> [WHAT IS EXPECTED]
Find the line holding "Annotate each instance of the soldier in green" in the entries below. Give it again exactly, along with every line after it up to and including the line holding "Annotate each instance of the street".

> [TASK MATERIAL]
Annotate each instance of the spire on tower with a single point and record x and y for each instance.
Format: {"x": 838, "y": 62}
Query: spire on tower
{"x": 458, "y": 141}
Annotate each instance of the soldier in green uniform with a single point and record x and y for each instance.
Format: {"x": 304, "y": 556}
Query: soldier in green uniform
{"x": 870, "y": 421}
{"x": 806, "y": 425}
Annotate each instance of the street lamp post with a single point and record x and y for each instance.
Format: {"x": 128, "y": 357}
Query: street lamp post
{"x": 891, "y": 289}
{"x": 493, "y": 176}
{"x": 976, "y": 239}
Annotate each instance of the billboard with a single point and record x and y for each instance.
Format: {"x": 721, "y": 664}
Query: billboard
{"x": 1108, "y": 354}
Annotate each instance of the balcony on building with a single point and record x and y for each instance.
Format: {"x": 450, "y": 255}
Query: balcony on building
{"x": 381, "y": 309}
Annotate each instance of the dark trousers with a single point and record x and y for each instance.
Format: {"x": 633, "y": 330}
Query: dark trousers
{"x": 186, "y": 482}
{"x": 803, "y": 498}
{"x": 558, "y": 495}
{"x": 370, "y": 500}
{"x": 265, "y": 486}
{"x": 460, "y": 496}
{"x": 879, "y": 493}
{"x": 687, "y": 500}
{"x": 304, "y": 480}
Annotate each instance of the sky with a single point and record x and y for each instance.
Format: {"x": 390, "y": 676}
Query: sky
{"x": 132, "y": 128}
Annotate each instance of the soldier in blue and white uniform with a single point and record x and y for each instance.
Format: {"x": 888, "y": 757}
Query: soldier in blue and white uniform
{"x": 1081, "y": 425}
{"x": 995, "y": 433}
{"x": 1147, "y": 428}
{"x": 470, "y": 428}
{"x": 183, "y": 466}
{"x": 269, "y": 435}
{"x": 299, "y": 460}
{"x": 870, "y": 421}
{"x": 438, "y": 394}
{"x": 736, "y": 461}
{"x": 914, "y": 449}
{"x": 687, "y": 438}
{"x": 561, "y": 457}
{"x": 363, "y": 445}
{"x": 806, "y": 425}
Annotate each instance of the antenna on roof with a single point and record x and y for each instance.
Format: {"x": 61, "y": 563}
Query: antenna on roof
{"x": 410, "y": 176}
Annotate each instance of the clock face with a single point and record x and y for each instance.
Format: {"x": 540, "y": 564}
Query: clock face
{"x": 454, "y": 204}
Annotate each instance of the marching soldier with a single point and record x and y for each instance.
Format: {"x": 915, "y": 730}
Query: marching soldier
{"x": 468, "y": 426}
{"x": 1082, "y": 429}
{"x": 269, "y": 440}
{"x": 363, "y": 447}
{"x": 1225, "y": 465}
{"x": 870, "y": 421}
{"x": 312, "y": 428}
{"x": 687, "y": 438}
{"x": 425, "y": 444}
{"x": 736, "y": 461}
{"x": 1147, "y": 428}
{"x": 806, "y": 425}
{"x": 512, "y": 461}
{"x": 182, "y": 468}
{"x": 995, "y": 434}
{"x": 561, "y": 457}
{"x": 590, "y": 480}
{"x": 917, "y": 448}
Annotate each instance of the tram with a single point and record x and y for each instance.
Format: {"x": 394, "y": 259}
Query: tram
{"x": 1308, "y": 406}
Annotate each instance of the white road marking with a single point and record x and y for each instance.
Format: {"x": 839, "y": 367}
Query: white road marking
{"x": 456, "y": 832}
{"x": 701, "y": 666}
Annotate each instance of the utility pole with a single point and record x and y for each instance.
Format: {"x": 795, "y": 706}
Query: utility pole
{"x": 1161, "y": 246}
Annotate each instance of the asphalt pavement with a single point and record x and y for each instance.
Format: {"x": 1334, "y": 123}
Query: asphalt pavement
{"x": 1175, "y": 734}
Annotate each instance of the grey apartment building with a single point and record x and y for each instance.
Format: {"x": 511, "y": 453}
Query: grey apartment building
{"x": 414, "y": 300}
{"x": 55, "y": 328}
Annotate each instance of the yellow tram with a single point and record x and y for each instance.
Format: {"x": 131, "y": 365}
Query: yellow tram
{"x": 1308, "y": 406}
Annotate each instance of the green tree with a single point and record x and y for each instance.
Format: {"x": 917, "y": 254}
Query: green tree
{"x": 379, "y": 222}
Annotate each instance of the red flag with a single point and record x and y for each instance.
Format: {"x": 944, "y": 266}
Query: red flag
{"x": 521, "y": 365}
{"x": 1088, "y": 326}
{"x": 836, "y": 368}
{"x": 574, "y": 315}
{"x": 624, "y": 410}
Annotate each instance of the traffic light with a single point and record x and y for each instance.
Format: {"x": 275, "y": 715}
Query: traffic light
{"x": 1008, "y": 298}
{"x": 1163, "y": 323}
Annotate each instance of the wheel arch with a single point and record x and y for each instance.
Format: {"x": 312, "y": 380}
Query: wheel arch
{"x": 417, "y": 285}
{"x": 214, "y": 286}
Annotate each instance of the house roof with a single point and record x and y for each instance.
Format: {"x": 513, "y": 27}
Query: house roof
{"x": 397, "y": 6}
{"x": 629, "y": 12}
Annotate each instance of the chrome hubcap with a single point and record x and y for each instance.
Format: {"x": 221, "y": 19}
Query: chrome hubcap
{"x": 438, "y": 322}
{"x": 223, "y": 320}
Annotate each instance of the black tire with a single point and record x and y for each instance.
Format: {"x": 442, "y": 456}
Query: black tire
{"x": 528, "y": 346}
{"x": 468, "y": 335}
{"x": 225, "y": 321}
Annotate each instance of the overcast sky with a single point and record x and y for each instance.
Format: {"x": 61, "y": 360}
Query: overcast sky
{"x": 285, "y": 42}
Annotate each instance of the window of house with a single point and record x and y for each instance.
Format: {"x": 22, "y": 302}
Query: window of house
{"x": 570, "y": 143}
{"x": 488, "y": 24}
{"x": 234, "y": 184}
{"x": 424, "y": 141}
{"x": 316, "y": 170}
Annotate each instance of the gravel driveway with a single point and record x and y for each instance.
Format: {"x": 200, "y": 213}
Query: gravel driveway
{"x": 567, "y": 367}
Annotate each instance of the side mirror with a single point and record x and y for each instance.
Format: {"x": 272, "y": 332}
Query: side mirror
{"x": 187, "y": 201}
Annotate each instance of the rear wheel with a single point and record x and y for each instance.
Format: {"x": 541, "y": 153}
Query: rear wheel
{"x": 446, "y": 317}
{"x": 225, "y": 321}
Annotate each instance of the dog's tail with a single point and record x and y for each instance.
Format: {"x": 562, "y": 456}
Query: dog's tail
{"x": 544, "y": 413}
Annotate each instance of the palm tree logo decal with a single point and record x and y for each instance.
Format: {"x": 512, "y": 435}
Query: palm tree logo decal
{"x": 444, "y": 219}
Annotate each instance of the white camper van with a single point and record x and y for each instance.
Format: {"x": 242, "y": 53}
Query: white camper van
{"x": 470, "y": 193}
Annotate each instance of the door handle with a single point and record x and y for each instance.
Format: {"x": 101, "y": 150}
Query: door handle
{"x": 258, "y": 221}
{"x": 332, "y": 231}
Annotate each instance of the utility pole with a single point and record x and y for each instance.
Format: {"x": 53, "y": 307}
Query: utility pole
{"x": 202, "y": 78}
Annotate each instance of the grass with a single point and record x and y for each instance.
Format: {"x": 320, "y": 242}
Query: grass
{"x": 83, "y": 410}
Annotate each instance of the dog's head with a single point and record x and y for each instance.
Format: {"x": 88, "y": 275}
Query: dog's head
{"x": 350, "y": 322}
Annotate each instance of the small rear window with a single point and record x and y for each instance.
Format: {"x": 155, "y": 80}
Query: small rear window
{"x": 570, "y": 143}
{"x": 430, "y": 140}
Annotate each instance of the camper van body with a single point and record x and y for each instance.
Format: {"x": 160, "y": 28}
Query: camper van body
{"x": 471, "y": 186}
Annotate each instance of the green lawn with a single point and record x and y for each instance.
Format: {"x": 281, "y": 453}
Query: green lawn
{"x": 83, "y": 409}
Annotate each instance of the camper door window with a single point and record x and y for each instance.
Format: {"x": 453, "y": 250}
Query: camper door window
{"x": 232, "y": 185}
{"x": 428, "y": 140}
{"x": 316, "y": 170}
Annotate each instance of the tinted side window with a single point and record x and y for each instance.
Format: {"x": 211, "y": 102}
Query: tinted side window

> [PROBLEM SOLUTION]
Annotate each instance of the soldier in green uniform with a single point and record x and y for each instance.
Format: {"x": 304, "y": 556}
Query: soldier in green uniform
{"x": 870, "y": 421}
{"x": 806, "y": 425}
Annotate each instance of the street lamp post with a single point and record x and y for each instance.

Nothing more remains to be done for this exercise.